* Exercise
Render all of the data below as a numbered list, leaving out any blank lines.

* Information given
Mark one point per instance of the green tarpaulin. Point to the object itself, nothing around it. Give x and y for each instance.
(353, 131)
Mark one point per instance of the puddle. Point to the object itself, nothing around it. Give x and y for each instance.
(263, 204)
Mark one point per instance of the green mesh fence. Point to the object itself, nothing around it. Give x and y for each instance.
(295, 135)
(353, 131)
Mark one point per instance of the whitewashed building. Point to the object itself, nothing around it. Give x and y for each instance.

* Full output
1. Mark one point per instance of the green tarpaulin. Point to the object itself, nothing around it. Give x and y for each instance.
2. (353, 131)
3. Mark one point per instance of the puddle. Point to the object itself, nothing around it. Give x and y for each instance.
4. (263, 204)
5. Mark one point per instance of the green mesh fence. Point to the object itself, nothing around it. Give x and y for each instance.
6. (295, 135)
7. (353, 131)
8. Mark one point per instance of the whitewashed building. Point to the object itself, nothing around it. Give x and y for each instance.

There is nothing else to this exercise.